Problem description:
Which lines in the material below contain the string "positive"? Pick out and copy each such line, treating uppercase and lowercase as different.

Given records:

------------------------------------------------------------

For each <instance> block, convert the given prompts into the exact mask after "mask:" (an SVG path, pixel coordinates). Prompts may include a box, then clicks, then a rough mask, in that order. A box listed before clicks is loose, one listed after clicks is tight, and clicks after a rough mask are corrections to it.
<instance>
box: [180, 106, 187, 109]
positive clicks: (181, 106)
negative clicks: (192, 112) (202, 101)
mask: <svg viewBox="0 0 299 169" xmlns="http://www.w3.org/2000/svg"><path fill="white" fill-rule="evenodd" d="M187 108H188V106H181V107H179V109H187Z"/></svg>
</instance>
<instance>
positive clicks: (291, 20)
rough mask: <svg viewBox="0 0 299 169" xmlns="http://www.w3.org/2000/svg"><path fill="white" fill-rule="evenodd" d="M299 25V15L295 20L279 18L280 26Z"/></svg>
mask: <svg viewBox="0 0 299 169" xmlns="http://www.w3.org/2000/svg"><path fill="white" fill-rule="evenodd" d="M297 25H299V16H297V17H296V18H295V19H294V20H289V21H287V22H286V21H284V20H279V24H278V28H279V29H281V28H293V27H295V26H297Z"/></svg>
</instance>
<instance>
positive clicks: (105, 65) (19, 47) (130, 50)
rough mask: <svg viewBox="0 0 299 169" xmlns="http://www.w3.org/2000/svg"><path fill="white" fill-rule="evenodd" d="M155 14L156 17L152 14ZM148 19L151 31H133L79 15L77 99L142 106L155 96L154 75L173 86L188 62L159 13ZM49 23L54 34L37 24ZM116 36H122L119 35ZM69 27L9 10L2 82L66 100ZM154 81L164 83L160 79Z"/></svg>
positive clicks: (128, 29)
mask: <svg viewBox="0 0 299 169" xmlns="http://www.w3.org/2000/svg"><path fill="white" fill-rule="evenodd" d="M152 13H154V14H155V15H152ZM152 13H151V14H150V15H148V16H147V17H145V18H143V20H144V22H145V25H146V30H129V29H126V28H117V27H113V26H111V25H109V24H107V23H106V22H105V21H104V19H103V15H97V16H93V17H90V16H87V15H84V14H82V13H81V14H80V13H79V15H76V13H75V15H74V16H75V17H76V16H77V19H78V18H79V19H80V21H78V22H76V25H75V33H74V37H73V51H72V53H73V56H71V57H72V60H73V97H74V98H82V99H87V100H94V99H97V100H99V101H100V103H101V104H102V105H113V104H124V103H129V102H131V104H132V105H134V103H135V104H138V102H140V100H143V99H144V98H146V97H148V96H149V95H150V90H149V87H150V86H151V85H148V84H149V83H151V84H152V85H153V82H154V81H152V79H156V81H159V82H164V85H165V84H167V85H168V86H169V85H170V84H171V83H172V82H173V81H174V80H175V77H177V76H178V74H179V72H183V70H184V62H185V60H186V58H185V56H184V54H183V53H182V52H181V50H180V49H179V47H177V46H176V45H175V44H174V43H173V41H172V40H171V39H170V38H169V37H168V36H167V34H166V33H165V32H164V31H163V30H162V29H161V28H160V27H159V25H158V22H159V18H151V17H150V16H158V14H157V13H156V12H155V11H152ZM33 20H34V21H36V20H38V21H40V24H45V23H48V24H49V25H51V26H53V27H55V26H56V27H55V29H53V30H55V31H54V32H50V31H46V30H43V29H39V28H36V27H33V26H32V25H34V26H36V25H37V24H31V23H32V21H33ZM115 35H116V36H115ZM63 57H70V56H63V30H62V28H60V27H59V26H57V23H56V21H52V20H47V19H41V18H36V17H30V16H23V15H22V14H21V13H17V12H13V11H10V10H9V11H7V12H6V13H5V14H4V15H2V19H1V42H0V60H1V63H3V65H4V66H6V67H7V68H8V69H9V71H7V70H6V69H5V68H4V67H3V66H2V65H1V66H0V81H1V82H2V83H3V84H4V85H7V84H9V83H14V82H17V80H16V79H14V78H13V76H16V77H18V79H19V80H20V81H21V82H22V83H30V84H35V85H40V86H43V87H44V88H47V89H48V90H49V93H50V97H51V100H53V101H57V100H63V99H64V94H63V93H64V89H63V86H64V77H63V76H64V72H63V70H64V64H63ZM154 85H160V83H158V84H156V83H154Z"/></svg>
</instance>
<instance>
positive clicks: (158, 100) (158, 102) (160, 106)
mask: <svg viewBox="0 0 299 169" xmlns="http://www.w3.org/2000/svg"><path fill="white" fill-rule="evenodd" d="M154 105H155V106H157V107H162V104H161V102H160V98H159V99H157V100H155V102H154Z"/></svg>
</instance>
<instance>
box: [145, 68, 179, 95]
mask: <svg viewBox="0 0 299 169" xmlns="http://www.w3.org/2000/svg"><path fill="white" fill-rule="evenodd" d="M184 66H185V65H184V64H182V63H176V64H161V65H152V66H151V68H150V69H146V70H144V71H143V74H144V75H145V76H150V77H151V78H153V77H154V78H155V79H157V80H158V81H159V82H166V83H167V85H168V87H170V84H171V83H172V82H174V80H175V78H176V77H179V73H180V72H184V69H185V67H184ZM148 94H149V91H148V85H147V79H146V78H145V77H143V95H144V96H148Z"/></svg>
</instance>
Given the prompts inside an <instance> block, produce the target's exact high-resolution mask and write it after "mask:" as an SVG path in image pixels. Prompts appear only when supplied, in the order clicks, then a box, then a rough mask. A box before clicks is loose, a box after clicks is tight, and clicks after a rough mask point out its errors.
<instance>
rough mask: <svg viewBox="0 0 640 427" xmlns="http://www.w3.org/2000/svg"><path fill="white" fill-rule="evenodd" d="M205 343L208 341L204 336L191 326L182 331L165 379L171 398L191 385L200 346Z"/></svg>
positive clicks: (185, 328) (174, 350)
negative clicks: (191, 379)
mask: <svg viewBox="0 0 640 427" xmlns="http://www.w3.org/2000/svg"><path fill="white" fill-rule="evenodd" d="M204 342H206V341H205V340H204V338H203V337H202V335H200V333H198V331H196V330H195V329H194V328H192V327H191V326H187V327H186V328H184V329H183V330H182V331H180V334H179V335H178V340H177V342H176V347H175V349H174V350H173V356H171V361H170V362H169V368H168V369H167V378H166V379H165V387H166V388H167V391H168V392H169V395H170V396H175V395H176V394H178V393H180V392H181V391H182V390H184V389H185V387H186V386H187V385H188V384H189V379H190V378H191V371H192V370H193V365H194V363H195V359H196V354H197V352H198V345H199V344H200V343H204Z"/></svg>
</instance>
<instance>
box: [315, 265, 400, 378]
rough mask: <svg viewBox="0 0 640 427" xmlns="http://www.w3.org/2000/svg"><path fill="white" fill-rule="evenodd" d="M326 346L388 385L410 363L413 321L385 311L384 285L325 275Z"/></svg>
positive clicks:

------------------------------------------------------------

Exercise output:
positive clicks: (181, 106)
positive clicks: (291, 20)
positive clicks: (105, 65) (19, 47) (130, 50)
positive clicks: (128, 29)
positive clicks: (158, 100) (158, 102) (160, 106)
positive clicks: (185, 328) (174, 350)
positive clicks:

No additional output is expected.